** INFORMATION SHOWN **

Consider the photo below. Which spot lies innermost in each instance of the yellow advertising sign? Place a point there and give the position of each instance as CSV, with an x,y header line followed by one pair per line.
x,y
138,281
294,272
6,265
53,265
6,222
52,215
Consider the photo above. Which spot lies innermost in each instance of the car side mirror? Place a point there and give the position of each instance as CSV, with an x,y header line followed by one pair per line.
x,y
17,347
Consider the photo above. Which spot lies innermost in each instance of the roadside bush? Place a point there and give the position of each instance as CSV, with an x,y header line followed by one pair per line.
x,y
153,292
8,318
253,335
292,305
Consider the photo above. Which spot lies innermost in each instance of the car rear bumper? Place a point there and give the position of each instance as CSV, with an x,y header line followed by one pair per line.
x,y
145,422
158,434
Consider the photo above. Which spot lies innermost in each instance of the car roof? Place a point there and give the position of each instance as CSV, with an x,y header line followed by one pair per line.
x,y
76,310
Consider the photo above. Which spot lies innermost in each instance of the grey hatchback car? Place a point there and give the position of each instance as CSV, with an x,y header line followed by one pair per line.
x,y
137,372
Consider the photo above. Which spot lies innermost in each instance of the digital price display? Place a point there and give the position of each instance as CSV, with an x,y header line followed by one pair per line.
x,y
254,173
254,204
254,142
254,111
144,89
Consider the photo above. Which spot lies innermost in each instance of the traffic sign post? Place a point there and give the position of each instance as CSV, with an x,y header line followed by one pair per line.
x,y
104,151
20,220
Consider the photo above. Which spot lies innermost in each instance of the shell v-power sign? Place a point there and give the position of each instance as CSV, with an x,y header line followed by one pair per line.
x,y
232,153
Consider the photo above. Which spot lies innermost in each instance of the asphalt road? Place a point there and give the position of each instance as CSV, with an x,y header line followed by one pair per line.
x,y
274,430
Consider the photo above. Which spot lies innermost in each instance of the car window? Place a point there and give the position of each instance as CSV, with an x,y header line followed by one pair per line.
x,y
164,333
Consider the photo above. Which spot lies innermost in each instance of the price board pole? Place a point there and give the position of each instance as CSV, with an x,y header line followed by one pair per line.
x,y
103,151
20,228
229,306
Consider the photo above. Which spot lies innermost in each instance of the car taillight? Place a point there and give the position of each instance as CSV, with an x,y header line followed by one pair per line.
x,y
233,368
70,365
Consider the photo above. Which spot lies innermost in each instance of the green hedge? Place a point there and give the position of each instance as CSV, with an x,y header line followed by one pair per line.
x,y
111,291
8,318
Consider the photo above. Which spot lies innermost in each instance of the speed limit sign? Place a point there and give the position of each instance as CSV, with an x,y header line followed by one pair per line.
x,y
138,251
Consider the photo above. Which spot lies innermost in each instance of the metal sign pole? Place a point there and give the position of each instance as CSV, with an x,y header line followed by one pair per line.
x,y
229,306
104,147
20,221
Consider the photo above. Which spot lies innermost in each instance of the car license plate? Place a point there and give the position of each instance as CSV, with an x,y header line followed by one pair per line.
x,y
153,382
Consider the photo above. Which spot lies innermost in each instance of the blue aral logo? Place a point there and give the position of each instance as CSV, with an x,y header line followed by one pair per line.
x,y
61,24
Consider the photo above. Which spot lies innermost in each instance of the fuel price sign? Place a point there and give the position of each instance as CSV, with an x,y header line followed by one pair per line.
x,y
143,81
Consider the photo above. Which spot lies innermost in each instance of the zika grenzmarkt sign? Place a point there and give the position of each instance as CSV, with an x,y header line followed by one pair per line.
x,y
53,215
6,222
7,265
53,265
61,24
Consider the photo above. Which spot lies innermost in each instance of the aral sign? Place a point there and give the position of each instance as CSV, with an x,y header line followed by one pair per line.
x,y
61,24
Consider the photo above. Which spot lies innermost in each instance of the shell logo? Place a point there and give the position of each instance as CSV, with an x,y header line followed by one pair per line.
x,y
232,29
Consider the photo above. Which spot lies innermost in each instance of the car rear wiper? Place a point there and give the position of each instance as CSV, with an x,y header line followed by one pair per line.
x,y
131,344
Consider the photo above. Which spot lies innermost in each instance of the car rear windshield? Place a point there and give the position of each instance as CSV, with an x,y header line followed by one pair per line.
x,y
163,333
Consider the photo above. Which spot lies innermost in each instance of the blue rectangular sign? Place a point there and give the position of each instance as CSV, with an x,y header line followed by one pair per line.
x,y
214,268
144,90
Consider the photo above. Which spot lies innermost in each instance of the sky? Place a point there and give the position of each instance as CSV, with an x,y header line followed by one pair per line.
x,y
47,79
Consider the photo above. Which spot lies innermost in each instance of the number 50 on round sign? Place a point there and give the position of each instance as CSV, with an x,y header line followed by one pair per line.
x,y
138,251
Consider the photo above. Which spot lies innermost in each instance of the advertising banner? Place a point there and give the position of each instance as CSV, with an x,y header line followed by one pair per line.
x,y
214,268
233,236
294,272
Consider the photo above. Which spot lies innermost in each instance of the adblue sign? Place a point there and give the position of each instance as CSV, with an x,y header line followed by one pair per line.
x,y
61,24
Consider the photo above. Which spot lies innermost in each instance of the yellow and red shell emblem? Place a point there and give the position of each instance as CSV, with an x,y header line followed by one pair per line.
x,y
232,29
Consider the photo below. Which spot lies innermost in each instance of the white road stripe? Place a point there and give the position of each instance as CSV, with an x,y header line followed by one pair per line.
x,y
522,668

** REQUEST **
Repeat all the entries exactly as given.

** TASK ANSWER **
Consider the photo below. Which spot lies innermost in each instance of the yellow advertising sign? Place a point there and give the position of each instance as CSV, with an x,y header line followed by one pair per line.
x,y
138,281
294,272
6,265
53,265
6,222
52,215
Consider the photo above. Which spot lies innermost in each instance of the car side mirror? Place a point there and give the position of each instance as CSV, with an x,y header line followed by one pair per line.
x,y
17,347
Consider the photo above. Which spot lies innermost in each instance of the roadside bush? Place a point there and give the position of each instance as CSV, with an x,y header line followed by one pair per line.
x,y
153,292
8,318
253,335
292,305
Consider the photo above. Which spot lies innermost in each instance of the car rear bumper? Place a point there and give the position of each instance as CSV, with an x,y header line followed by one pair per line.
x,y
145,422
158,434
Consider the photo above. Which spot lies innermost in each instance of the car roof? Place a point there and give the position of each instance as CSV, with an x,y header line followed by one pair per line.
x,y
76,310
Consider the photo above. Which spot lies innermost in each instance of the grey hatchback car? Place a point there and give the position of each instance as CSV, with an x,y header line followed by one pair per line.
x,y
137,372
Consider the photo above. Which spot lies innermost in each instance of the digital price display? Place a point there and give the position of each instance as CSV, with an x,y header line followed by one pair per line.
x,y
254,173
254,204
254,142
254,111
144,89
Consider the photo above. Which spot lies innermost in each instance of the traffic sign post? Place a point there and give the position of each instance as CSV, with an x,y header line followed by one pair per line.
x,y
104,151
20,220
Consider the photo above. Which spot lies innermost in each instance of the shell v-power sign? Place a point there and give the position of each instance as CSV, with an x,y header line followed by one pair per line.
x,y
232,153
Consider the photo above. Which spot lies innermost in each instance of the asphalt road? Place a point there and give the position of each instance as CSV, with an x,y header line followed by one pair per line.
x,y
274,430
Consider the photo above. Which spot lies innermost in each instance of the car window? Place a point there and give the position of each instance as CSV, with an x,y header line followed by one pair per line.
x,y
164,333
Consider the photo above. Which spot lies innermost in each instance of the price board pole? Place a point there and give the position of each instance as CSV, with an x,y header line followed by one pair per line.
x,y
103,151
20,228
229,306
Consider the photo above. Which spot lies innermost in each instance of the car taillight? Place a point there and give the position of each instance as CSV, with an x,y header line followed by one pair per line.
x,y
233,368
70,365
Consider the photo above. Which spot lies innermost in each instance of the green hedge? Place a point there and give the position of each instance as CSV, with an x,y header line followed by one pair per line.
x,y
111,291
8,318
Consider the photo above. Which spot lies innermost in each instance of the speed limit sign? Place a point there and give the position of each instance as CSV, with an x,y header line followed by one pair per line.
x,y
138,251
Consider the photo above. Which spot lies innermost in each instance of the metal sign pole? Place a point there and give the position of each instance as CSV, with an x,y header line followed by one pair per line.
x,y
229,306
104,147
20,221
Consider the photo above. Which spot lies innermost in each instance of the car license plate? Place a point there and give the position of each instance as CSV, with an x,y header line followed by one pair per line.
x,y
153,382
Consider the photo above. Which spot lies innermost in each instance of the blue aral logo? Place a point there and give the position of each instance as CSV, with an x,y header line followed by one pair per line.
x,y
61,24
Consider the photo above. Which spot lies innermost in each instance of the fuel price sign? Place a point there and give the position of each instance as CSV, with an x,y header line followed by one pair per line.
x,y
143,81
Consider the photo above. Which spot lies innermost in each instance of the zika grenzmarkt sign? Place a point there and give the position of each instance as CSV, with an x,y header line followed by one pair per line.
x,y
53,215
6,222
7,265
53,265
61,24
Consider the photo above. Which spot lies innermost in each instance of the aral sign? Place a point there and give the position of each instance as CSV, with an x,y header line followed by one pair per line.
x,y
61,24
Consider the photo above. Which spot lies innermost in each instance of the shell logo? Place a point there and give the position of each instance as CSV, with an x,y header line followed by one pair per line.
x,y
232,29
Consider the photo above. Which spot lies innermost in each instance of the car rear wiper? Place a point there and give the position of each instance as CSV, with an x,y header line followed by one pair per line.
x,y
131,344
Consider the photo above. Which spot lies innermost in each instance of the car rear windshield? Place a point there and give the position of each instance as CSV, with an x,y header line followed by one pair per line.
x,y
163,333
Consider the photo above. Which spot lies innermost in each instance of the blue rectangular sign? Place a point there and give the position of each instance as CSV, with an x,y header line followed by one pair per line.
x,y
214,268
144,90
Consider the photo above. Which spot lies innermost in each instance of the sky? Place a point there and give the position of each instance as CSV, with an x,y header line followed by one pair per line.
x,y
47,79
Consider the photo above. Which spot lies innermost in each instance of the number 50 on round sign? Place a point there and give the position of each instance as CSV, with an x,y header line followed by one pair per line.
x,y
138,251
Consider the photo above. Which spot lies innermost in each instance of the advertising banner? Place a point there and give the position of each instance as CSV, with an x,y header line followed by one pair per line.
x,y
214,268
233,236
294,272
Consider the photo above. Which spot lies innermost in each instance of the adblue sign? Place a point there and give the position of each instance as CSV, with an x,y header line followed by one pair per line.
x,y
61,24
Consider the photo above. Which spot lies innermost in each instance of the yellow and red shell emblem? Place a point there and give the position of each instance as CSV, with an x,y header line followed by one pair per line.
x,y
232,29
Consider the photo below. Which spot lies innermost in each instance of the white road stripe? Place a point there and give the position of each instance as CSV, with an x,y header line followed by one pair per line.
x,y
522,668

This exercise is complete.